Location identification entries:
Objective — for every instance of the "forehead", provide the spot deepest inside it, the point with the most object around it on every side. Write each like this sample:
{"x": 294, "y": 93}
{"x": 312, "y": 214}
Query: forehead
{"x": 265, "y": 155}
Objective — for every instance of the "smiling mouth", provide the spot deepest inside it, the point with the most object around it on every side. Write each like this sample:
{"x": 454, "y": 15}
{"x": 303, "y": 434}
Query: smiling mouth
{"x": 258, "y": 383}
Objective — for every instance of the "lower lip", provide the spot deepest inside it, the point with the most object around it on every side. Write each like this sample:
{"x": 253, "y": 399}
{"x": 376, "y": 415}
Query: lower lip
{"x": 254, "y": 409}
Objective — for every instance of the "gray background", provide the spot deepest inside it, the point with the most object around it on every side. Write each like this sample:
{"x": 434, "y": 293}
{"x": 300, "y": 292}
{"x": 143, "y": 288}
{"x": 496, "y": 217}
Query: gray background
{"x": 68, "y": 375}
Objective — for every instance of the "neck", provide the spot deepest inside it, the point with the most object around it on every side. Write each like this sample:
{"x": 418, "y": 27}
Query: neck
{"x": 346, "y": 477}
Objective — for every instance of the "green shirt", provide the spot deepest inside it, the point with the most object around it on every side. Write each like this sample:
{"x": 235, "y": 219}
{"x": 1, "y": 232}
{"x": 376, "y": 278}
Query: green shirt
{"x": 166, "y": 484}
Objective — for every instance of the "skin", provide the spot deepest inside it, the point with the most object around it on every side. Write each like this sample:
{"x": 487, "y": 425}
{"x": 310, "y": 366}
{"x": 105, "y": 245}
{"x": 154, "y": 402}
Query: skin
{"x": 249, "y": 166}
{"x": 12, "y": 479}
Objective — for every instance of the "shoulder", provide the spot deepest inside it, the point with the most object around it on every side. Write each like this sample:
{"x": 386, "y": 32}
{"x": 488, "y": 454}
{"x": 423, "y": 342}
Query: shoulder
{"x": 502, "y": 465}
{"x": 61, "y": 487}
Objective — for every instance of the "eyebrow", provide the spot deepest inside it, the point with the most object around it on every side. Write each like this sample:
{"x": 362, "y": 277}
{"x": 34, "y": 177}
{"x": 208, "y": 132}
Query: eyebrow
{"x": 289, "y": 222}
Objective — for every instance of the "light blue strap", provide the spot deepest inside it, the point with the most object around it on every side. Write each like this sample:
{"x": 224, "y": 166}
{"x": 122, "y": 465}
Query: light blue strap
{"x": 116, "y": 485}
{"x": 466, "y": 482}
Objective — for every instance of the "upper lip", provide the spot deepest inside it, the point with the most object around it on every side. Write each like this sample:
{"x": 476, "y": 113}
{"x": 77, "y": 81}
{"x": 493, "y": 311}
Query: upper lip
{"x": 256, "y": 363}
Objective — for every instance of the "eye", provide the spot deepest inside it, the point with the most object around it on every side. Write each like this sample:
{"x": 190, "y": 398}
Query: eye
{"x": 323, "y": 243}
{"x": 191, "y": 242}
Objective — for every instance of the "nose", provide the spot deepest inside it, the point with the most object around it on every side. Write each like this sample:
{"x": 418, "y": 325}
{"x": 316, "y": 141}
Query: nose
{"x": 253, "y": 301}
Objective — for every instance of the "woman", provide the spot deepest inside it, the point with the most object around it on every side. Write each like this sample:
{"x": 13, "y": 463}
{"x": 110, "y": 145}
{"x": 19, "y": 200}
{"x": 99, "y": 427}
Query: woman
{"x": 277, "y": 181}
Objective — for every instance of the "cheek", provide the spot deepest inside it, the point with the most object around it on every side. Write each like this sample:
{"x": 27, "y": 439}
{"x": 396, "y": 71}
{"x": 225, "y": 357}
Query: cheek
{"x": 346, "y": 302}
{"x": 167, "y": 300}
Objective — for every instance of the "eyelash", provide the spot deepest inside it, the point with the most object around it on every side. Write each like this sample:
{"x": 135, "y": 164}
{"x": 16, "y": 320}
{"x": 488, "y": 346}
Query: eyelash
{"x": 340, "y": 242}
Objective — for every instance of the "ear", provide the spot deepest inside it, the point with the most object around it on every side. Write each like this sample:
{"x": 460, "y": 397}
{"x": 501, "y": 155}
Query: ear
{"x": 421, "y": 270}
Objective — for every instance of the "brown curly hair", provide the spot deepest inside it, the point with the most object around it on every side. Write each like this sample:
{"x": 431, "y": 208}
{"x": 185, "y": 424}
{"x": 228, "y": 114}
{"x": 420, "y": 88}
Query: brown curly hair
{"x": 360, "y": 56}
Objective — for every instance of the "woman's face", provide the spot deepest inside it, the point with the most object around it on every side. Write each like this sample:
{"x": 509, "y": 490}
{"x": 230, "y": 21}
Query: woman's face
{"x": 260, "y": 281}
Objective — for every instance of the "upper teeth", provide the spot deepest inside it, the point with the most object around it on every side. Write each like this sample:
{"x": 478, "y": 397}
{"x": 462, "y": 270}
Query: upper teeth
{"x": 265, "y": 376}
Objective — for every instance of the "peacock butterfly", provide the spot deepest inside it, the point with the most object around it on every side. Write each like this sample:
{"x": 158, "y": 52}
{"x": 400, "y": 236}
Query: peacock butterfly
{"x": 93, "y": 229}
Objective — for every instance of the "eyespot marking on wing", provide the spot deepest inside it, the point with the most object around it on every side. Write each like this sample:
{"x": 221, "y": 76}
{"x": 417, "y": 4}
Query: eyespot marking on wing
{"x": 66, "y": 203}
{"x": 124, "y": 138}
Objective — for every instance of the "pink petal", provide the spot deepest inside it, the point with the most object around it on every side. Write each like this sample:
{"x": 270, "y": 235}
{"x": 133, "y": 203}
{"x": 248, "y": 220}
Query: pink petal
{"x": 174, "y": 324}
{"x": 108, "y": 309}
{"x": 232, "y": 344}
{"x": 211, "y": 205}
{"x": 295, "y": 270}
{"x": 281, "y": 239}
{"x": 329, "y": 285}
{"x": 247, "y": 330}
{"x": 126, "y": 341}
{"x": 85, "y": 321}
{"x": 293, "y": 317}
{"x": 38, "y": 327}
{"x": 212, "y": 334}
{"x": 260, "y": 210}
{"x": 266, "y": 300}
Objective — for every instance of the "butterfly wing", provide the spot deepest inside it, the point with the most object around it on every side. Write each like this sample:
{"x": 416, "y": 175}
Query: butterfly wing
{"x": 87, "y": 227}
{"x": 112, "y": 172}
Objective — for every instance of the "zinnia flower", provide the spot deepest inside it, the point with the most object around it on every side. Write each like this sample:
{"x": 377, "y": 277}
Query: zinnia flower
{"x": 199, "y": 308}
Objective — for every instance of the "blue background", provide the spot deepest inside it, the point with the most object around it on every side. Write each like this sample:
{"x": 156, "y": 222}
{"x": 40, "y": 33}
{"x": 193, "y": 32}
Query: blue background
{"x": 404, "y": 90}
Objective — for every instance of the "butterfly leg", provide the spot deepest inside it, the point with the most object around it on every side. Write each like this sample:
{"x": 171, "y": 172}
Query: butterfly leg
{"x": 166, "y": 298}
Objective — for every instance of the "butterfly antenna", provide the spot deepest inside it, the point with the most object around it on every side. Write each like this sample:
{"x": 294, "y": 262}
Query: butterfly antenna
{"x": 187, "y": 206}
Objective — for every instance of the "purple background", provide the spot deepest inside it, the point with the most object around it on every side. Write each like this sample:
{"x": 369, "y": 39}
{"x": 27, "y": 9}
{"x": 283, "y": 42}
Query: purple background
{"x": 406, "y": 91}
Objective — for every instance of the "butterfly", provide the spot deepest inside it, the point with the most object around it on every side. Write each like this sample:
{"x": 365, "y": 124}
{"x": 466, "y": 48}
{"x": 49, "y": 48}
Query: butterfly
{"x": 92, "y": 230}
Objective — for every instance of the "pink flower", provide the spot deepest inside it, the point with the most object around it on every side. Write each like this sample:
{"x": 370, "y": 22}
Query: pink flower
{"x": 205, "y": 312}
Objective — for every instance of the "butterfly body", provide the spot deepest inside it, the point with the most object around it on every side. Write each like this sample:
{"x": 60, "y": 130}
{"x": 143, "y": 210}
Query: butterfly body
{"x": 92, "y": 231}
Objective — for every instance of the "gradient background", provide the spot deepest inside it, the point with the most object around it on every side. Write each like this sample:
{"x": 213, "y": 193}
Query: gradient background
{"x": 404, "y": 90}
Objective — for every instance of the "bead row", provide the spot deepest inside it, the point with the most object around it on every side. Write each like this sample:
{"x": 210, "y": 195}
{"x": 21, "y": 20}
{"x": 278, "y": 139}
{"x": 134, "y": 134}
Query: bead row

Task goal: Pull out every line in the items above that contains the string "face", and copy each one in full.

Task response:
Objective — for every instance of the "woman's face", provide the spot deepest inside it, the point with the most object around it on every side. Write each like this sample:
Query: woman's face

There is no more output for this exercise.